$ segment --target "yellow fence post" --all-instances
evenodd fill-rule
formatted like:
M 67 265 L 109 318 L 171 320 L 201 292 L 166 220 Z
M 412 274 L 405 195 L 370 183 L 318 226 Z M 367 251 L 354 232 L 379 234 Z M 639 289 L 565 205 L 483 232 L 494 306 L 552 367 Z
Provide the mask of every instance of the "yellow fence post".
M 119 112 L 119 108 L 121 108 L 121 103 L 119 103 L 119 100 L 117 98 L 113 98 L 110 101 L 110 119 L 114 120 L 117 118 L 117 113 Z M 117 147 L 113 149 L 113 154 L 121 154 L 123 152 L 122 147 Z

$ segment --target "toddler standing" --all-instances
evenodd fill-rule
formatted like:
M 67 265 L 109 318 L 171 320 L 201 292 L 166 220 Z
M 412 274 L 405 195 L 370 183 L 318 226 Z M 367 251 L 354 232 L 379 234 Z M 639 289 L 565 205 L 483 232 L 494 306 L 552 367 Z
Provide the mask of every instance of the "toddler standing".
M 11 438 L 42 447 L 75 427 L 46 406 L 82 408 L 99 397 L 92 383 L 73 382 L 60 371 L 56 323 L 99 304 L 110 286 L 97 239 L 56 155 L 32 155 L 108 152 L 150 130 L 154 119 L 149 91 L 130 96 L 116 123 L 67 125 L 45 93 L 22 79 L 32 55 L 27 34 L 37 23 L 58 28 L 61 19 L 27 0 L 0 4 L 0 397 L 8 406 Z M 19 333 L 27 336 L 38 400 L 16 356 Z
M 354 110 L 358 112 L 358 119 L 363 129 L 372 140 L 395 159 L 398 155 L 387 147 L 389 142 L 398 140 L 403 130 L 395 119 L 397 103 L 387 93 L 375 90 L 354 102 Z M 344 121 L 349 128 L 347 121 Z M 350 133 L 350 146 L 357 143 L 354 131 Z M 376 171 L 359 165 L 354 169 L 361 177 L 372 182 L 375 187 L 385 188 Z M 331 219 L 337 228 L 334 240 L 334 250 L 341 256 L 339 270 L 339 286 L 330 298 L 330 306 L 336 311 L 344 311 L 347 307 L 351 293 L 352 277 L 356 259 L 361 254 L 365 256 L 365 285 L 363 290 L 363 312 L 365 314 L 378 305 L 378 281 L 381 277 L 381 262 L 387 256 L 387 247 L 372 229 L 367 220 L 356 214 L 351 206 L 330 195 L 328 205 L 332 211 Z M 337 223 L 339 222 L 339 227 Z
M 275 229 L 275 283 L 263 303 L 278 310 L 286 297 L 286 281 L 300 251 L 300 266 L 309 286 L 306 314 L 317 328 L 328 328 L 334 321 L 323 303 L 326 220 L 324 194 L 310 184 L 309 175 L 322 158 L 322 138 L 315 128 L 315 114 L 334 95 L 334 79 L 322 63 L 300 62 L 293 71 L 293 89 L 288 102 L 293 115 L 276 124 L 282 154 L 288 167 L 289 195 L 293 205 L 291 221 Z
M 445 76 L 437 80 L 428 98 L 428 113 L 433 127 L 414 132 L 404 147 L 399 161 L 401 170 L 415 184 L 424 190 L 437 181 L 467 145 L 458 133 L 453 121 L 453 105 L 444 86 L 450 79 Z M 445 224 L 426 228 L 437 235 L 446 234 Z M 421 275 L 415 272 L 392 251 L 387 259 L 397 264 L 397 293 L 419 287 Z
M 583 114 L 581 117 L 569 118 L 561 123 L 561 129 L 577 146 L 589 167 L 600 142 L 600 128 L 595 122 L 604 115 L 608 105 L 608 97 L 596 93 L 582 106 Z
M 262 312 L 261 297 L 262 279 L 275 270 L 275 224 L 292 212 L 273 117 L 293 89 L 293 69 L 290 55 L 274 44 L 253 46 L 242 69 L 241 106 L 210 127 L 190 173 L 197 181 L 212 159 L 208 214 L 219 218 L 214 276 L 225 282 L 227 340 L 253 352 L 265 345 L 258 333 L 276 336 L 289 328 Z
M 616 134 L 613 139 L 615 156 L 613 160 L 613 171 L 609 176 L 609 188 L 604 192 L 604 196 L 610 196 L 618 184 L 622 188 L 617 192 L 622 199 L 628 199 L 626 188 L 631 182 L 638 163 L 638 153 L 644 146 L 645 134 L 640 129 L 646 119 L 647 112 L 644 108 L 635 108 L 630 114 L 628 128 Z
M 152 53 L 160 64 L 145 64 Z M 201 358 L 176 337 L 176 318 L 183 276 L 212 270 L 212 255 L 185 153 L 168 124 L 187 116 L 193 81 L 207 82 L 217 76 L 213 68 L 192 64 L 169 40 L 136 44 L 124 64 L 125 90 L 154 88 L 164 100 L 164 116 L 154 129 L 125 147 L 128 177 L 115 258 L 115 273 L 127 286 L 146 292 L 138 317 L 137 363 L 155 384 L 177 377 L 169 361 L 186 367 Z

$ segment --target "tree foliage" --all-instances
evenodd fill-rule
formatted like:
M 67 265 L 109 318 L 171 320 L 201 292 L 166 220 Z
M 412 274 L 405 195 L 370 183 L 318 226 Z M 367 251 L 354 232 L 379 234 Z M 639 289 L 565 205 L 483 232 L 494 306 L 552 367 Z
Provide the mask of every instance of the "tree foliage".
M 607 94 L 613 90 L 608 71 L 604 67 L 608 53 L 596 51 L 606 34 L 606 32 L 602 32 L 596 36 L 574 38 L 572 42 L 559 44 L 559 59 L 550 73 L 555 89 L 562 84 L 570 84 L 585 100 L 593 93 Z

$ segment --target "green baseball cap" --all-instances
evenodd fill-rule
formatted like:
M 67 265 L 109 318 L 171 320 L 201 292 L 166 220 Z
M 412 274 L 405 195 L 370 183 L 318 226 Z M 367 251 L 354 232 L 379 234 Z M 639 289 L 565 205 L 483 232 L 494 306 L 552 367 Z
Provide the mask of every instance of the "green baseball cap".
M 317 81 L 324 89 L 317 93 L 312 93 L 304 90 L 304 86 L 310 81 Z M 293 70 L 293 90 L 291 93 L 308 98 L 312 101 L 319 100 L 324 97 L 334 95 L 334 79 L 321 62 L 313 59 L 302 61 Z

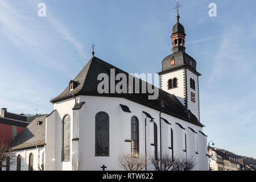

------------------------

Gather every line in the rows above that contains the string "yellow". Case counts.

$ segment --target "yellow fence post" --all-instances
Provide the mask of every instance of the "yellow fence post".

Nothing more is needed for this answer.